### WRITTEN PROBLEM 1
Return the pointing data rows from the line with "the eyebrow, the" to the line with "x=874 y=591", both included, copying each one unchanged.

Refactor collection_jitter and flush_jitter

use a common function between collection_jitter and flush_jitter. which creates the same behavior between the two options. going forward, both jitters will be random sleeps that get re-evaluated at runtime for every interval (previously only collection_jitter did this) also fixes behavior so that both jitters will exit in the event of a process exit. closes #1296
2016-05-30 23:24:42 +01:00
parent e809c4e445
commit 892abec025
6 changed files with 59 additions and 115 deletions
--- a/CHANGELOG.md
+++ b/CHANGELOG.md
@@ -2,6 +2,10 @@

 ### Release Notes

+- `flush_jitter` behavior has been changed. The random jitter will now be
+evaluated at every flush interval, rather than once at startup. This makes it
+consistent with the behavior of `collection_jitter`.
+
 - All AWS plugins now utilize a standard mechanism for evaluating credentials.
 This allows all AWS plugins to support environment variables, shared credential
 files & profiles, and role assumptions. See the specific plugin README for
@@ -31,6 +35,7 @@ time before a new metric is included by the plugin.
 - [#1278](https://github.com/influxdata/telegraf/pull/1278): RabbitMQ input: made url parameter optional by using DefaultURL (http://localhost:15672) if not specified
 - [#1197](https://github.com/influxdata/telegraf/pull/1197): Limit AWS GetMetricStatistics requests to 10 per second.
 - [#1278](https://github.com/influxdata/telegraf/pull/1278) & [#1288](https://github.com/influxdata/telegraf/pull/1288) & [#1295](https://github.com/influxdata/telegraf/pull/1295): RabbitMQ/Apache/InfluxDB inputs: made url(s) parameter optional by using reasonable input defaults if not specified
+- [#1296](https://github.com/influxdata/telegraf/issues/1296): Refactor of flush_jitter argument.

 ### Bugfixes

--- a/agent/agent.go
+++ b/agent/agent.go
@@ -1,17 +1,15 @@
 package agent

 import (
-	cryptorand "crypto/rand"
 	"fmt"
 	"log"
-	"math/big"
-	"math/rand"
 	"os"
 	"runtime"
 	"sync"
 	"time"

 	"github.com/influxdata/telegraf"
+	"github.com/influxdata/telegraf/internal"
 	"github.com/influxdata/telegraf/internal/config"
 	"github.com/influxdata/telegraf/internal/models"
 )
@@ -115,27 +113,16 @@ func (a *Agent) gatherer(
 	ticker := time.NewTicker(interval)
 	defer ticker.Stop()

-	jitter := a.Config.Agent.CollectionJitter.Duration.Nanoseconds()
-
 	for {
 		var outerr error
-		start := time.Now()

 		acc := NewAccumulator(input.Config, metricC)
 		acc.SetDebug(a.Config.Agent.Debug)
 		acc.setDefaultTags(a.Config.Tags)

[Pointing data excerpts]
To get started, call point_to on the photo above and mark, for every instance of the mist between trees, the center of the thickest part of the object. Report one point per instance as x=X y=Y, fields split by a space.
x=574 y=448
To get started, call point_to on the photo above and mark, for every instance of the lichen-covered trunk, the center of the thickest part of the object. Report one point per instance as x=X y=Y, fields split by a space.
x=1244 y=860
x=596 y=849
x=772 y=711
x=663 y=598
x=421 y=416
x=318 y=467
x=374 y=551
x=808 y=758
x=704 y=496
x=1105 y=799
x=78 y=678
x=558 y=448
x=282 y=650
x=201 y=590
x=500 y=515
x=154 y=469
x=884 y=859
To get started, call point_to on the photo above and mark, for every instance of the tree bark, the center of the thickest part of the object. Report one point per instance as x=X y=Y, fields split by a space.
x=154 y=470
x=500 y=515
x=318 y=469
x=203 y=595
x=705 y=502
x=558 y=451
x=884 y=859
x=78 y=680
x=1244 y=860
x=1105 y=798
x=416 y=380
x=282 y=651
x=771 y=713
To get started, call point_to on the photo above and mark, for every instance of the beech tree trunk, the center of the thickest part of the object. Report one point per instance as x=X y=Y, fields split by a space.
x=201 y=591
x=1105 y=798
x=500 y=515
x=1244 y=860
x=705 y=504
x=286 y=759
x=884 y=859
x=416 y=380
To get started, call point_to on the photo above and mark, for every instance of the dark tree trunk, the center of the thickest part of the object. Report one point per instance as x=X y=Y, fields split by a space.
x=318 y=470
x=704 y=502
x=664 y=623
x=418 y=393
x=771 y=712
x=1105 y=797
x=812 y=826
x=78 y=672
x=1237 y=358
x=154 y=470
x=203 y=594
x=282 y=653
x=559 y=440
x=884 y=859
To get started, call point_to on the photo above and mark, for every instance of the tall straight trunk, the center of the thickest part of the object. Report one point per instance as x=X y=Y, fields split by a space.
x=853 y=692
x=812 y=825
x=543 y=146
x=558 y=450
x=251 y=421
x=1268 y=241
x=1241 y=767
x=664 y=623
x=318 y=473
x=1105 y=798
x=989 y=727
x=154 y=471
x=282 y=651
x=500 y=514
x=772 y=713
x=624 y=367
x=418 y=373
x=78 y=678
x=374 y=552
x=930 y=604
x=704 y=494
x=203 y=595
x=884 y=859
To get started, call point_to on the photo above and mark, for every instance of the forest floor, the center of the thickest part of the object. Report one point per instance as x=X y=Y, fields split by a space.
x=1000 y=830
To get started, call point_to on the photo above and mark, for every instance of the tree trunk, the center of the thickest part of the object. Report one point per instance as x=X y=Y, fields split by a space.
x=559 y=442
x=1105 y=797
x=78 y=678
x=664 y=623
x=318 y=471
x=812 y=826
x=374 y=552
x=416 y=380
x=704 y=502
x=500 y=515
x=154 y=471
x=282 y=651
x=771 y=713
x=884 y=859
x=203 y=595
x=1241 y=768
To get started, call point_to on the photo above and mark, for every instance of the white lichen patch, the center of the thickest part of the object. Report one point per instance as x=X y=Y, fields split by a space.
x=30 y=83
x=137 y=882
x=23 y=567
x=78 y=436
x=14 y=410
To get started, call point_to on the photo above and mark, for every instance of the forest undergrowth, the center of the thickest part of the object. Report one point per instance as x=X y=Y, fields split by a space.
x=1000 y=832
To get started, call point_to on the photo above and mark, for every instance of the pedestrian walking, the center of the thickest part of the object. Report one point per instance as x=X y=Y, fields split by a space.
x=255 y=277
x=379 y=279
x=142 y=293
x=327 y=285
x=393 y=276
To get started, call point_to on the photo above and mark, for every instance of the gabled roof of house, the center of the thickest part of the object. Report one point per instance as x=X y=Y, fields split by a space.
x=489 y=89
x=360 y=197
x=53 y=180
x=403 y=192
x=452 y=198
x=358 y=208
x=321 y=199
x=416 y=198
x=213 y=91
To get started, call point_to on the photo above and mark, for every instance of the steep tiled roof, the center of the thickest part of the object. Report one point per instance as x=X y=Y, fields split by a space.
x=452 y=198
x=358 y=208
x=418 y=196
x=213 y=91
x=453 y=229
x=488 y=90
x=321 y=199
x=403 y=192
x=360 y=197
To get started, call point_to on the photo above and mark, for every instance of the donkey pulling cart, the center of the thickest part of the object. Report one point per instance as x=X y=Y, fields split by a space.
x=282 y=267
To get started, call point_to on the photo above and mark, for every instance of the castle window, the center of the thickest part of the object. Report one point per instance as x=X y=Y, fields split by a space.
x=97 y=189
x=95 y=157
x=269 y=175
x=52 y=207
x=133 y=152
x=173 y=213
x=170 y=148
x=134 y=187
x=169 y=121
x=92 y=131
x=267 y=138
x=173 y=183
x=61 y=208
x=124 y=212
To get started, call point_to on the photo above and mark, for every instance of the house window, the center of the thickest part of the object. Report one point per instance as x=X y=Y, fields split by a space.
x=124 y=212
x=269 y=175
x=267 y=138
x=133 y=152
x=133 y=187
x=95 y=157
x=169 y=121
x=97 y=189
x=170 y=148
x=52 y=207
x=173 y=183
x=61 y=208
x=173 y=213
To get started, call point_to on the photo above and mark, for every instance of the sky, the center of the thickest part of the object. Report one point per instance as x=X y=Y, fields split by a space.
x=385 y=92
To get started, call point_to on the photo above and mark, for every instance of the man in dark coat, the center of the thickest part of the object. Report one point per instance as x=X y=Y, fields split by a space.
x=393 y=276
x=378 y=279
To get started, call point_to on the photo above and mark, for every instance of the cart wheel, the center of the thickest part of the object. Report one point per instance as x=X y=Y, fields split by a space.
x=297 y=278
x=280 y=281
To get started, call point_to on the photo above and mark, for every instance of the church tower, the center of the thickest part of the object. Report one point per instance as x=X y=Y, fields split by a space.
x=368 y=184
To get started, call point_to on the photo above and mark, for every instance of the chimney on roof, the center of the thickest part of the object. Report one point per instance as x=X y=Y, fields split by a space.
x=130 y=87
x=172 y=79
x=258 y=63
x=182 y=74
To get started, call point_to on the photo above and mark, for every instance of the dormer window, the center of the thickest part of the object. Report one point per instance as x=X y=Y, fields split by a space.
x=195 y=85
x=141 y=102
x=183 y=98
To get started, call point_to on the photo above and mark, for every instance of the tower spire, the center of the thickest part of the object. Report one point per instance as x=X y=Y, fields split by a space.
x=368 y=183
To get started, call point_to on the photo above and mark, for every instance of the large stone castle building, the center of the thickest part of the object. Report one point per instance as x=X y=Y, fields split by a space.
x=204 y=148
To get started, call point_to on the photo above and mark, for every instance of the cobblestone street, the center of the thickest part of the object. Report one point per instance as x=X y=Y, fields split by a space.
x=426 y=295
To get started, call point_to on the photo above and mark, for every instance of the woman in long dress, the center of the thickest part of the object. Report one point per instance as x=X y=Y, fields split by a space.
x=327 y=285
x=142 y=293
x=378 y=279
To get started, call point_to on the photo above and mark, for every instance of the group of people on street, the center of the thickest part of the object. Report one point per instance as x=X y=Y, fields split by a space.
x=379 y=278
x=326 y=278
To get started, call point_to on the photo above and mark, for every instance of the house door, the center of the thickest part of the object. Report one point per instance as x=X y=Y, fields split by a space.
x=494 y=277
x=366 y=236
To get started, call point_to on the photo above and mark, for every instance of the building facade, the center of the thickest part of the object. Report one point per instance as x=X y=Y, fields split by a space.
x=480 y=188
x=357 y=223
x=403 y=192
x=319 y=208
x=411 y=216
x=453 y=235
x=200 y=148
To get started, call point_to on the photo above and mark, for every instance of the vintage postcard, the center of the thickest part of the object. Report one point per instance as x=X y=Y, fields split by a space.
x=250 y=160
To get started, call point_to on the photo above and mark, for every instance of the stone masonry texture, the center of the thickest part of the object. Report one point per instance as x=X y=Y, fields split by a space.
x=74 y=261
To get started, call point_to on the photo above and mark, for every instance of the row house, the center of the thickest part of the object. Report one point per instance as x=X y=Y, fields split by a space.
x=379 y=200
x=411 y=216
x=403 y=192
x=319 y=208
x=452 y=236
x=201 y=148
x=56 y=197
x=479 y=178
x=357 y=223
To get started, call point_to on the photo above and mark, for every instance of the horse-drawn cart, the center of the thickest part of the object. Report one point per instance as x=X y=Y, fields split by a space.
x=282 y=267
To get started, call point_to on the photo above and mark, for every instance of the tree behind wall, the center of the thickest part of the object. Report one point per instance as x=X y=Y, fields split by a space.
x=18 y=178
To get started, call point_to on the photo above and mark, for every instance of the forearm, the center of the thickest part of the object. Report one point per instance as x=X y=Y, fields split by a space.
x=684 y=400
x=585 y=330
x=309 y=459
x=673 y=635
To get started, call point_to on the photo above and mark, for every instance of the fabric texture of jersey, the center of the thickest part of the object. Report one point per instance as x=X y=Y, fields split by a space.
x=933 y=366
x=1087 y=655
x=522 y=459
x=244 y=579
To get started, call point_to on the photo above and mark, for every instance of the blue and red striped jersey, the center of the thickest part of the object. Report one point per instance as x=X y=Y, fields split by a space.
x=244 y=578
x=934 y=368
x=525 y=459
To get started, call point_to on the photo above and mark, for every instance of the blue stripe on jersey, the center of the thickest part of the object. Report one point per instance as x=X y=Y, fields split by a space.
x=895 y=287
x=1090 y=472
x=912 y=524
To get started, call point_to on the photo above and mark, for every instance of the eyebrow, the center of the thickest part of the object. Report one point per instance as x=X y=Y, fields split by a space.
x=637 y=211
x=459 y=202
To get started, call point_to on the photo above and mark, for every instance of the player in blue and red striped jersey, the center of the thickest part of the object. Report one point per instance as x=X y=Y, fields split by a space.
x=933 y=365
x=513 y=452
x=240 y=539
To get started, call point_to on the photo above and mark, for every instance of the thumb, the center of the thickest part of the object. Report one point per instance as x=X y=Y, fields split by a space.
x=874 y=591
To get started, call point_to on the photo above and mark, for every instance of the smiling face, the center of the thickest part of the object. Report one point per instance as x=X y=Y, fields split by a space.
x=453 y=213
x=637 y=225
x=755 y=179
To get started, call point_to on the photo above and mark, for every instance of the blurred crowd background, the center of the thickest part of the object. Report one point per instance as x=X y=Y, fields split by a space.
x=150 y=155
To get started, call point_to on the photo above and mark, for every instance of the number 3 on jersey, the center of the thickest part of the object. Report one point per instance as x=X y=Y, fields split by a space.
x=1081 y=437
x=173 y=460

### WRITTEN PROBLEM 2
Write the next part of the commit diff that refactors collection_jitter and flush_jitter, starting after its last line.

### WRITTEN ANSWER 1
To get started, call point_to on the photo above and mark, for every instance of the eyebrow, the center of the thickest part of the object. Report one point per instance as x=X y=Y, fields split by a space.
x=637 y=211
x=459 y=202
To get started, call point_to on the photo above and mark, for every instance of the player in blue and red striped jersey, the center of the thickest part of the object. Report one point per instance as x=X y=Y, fields split by a space.
x=933 y=365
x=513 y=452
x=240 y=539
To get started, call point_to on the photo above and mark, for every instance of the thumb, the center of the thickest part of the object. Report one point per instance as x=X y=Y, fields split by a space.
x=874 y=591

### WRITTEN ANSWER 2
-		if jitter != 0 {
-			nanoSleep := rand.Int63n(jitter)
-			d, err := time.ParseDuration(fmt.Sprintf("%dns", nanoSleep))
-			if err != nil {
-				log.Printf("Jittering collection interval failed for plugin %s",
-					input.Name)
-			} else {
-				time.Sleep(d)
-			}
-		}
+		internal.RandomSleep(a.Config.Agent.CollectionJitter.Duration, shutdown)

+		start := time.Now()
 		gatherWithTimeout(shutdown, input, acc, interval)
 		elapsed := time.Since(start)

@@ -274,6 +261,7 @@ func (a *Agent) flusher(shutdown chan struct{}, metricC chan telegraf.Metric) er
 			a.flush()
 			return nil
 		case <-ticker.C:
+			internal.RandomSleep(a.Config.Agent.FlushJitter.Duration, shutdown)
 			a.flush()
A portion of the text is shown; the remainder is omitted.